§ **THE TASK**
Rewrite the rows below from the line with "Where can you see the tattooed arm?" through the last row, replacing "dot" with "mark" and changing nothing else. Give only those lines.

____

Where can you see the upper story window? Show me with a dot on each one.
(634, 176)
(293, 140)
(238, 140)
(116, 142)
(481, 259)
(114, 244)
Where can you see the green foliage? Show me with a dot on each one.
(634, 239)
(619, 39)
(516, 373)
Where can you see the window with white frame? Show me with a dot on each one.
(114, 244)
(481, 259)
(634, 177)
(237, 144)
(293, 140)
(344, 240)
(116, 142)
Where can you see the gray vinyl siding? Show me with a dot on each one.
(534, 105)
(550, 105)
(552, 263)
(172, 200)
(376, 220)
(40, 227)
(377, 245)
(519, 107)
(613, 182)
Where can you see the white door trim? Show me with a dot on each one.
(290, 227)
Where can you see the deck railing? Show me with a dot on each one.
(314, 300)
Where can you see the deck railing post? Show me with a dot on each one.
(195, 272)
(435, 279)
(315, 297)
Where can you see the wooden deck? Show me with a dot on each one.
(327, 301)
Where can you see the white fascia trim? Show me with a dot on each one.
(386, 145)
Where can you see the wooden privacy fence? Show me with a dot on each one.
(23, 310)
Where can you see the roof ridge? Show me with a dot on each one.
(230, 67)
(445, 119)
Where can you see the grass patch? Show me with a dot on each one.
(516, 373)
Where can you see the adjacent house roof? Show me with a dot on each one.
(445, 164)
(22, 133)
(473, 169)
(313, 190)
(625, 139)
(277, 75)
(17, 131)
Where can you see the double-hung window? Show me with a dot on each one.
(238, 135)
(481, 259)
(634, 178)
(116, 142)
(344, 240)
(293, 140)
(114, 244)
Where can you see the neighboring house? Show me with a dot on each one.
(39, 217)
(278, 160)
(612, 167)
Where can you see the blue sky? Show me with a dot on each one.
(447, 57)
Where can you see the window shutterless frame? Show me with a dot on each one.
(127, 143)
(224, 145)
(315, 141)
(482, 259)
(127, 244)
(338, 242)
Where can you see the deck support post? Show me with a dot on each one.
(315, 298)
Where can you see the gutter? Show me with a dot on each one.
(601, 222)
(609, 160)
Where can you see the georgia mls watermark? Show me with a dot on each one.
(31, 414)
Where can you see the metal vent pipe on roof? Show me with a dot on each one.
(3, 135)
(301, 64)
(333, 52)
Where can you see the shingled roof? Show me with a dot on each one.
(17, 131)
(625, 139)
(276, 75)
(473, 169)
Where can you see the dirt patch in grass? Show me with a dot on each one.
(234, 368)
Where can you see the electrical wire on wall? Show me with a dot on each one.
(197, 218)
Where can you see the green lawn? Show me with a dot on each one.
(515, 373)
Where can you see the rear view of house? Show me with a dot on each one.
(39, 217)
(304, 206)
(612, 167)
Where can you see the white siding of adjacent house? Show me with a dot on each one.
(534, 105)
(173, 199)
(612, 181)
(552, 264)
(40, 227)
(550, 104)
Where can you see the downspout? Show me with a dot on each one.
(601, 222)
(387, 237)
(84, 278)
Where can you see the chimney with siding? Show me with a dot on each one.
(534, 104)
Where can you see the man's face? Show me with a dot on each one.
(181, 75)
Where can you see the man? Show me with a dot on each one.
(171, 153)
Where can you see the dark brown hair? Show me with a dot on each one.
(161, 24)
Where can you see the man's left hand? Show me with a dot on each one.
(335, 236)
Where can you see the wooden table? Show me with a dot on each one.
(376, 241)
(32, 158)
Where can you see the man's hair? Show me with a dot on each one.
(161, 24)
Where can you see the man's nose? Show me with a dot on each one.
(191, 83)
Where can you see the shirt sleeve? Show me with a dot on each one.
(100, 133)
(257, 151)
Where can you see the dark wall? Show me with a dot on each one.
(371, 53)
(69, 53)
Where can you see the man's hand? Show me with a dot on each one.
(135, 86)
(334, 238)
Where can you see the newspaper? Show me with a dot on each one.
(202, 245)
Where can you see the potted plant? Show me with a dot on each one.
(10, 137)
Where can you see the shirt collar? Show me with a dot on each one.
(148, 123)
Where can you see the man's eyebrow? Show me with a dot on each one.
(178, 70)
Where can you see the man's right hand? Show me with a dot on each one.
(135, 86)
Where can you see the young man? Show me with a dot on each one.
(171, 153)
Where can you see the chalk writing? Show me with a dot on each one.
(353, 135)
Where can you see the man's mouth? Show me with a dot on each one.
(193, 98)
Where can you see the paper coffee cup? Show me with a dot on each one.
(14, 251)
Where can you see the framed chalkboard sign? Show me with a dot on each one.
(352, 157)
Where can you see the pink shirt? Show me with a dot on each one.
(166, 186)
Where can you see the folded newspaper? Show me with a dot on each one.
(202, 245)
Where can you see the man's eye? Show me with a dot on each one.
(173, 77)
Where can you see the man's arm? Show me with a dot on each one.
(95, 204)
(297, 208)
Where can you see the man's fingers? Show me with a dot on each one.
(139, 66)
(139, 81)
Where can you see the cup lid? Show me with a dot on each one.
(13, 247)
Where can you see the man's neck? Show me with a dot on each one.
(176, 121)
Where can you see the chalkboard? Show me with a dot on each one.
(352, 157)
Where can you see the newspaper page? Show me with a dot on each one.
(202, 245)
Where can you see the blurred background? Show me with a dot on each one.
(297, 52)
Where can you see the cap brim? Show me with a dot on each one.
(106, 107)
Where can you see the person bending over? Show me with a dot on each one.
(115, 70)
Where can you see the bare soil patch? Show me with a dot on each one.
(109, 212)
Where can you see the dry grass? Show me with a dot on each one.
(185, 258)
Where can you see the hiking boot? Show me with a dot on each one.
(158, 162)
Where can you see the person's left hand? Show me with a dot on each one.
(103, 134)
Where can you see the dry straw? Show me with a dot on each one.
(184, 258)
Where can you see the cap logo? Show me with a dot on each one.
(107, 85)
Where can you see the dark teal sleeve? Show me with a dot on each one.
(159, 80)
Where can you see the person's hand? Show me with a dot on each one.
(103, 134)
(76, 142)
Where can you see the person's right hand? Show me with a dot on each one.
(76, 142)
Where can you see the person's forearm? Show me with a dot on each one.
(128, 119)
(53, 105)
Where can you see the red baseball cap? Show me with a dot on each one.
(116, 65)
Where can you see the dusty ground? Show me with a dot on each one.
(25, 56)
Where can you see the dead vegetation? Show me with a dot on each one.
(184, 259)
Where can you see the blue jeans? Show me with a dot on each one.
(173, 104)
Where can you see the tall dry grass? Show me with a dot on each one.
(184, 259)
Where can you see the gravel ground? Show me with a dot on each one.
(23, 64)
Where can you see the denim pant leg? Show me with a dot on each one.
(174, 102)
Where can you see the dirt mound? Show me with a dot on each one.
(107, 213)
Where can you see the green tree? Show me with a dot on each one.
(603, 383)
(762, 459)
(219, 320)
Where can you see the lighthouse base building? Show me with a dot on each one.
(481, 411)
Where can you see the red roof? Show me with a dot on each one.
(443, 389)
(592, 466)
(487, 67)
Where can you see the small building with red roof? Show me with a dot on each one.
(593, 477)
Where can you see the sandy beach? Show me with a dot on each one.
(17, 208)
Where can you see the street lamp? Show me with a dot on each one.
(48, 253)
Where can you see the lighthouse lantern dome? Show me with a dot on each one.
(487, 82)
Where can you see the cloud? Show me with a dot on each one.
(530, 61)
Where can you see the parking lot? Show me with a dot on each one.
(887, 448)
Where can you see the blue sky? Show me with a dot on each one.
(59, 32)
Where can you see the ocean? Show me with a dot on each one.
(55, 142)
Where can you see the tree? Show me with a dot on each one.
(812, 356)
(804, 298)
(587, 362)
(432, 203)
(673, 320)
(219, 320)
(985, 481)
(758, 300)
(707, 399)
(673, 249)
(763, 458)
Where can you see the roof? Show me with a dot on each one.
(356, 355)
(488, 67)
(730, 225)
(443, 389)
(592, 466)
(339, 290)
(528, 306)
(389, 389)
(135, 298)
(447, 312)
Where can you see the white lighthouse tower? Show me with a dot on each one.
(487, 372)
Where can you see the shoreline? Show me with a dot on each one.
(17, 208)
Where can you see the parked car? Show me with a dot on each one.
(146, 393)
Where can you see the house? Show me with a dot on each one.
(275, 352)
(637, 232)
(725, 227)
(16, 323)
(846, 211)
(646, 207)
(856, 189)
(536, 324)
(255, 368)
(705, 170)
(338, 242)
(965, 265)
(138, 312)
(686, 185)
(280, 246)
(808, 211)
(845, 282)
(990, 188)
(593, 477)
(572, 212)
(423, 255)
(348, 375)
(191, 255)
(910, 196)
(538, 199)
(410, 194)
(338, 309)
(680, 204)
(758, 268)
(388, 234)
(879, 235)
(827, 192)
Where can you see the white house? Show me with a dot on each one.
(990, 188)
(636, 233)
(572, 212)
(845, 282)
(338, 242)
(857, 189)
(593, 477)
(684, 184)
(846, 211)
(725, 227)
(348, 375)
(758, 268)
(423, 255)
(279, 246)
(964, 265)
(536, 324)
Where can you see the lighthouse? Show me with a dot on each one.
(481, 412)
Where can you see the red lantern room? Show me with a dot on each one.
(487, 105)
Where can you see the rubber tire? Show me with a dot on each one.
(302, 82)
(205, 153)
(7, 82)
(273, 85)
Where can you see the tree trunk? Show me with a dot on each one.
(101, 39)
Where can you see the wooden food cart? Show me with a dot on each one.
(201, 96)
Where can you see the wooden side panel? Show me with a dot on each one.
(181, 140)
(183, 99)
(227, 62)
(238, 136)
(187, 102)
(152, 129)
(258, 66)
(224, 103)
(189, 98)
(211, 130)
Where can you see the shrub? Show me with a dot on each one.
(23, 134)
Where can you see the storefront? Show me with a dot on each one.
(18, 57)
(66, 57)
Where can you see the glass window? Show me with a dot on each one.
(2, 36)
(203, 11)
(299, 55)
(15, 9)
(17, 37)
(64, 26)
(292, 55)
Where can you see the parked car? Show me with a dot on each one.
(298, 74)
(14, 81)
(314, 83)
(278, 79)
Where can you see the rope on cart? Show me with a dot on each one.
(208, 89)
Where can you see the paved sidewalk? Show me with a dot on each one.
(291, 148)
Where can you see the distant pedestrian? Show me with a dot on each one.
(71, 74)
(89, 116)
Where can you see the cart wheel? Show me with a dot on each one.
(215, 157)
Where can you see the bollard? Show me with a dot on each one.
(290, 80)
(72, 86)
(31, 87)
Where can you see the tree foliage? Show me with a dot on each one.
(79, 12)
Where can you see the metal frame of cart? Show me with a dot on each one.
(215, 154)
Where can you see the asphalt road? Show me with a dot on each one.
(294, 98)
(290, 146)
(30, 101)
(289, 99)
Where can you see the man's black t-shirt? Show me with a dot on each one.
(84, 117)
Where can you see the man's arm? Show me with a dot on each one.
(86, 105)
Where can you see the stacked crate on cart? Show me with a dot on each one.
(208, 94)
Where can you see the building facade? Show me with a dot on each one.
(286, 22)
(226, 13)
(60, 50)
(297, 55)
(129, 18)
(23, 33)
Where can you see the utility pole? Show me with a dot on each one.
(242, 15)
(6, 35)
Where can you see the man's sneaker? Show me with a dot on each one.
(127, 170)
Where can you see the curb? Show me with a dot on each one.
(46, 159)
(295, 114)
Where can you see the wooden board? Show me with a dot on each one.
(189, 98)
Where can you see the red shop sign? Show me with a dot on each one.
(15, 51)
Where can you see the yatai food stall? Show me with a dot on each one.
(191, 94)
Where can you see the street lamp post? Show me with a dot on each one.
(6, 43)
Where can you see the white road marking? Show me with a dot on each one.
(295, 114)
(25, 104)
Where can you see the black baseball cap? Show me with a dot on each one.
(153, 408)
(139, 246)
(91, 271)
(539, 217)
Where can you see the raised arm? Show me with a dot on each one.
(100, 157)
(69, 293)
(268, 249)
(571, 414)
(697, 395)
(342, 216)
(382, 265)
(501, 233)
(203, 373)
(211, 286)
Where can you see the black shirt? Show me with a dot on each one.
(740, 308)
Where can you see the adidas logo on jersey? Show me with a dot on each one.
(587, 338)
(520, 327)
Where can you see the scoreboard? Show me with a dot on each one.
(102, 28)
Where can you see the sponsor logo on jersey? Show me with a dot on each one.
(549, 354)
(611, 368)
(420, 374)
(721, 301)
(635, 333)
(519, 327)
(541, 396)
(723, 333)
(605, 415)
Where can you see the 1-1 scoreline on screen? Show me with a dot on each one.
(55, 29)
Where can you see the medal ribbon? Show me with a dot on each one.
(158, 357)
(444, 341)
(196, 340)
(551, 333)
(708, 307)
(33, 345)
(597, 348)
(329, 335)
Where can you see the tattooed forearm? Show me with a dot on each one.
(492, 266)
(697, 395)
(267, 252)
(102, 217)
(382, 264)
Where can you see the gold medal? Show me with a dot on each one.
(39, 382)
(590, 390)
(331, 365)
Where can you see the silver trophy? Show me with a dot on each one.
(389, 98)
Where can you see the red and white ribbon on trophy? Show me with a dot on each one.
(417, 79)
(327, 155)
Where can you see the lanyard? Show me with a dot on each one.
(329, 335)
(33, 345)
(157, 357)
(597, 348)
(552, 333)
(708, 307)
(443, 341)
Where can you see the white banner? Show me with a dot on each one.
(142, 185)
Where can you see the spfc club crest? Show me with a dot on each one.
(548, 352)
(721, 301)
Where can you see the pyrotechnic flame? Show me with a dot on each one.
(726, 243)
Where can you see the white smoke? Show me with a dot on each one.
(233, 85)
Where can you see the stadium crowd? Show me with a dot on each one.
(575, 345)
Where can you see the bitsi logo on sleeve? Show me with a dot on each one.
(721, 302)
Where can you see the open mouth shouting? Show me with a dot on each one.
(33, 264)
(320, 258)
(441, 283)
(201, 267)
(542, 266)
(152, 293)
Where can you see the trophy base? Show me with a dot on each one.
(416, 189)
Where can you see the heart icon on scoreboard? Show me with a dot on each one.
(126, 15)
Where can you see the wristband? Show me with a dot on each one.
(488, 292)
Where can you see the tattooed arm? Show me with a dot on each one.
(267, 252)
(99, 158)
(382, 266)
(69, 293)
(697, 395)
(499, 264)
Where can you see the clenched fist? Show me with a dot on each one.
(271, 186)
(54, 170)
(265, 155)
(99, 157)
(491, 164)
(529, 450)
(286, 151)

____

§ **SOLVED EXERCISE**
Where can you see the tattooed arm? Show me with a mark on each one.
(267, 252)
(99, 158)
(382, 266)
(69, 293)
(697, 395)
(499, 264)
Where can you see the clenched fist? Show me with a mark on each one.
(271, 186)
(54, 170)
(265, 155)
(99, 157)
(491, 164)
(529, 450)
(286, 151)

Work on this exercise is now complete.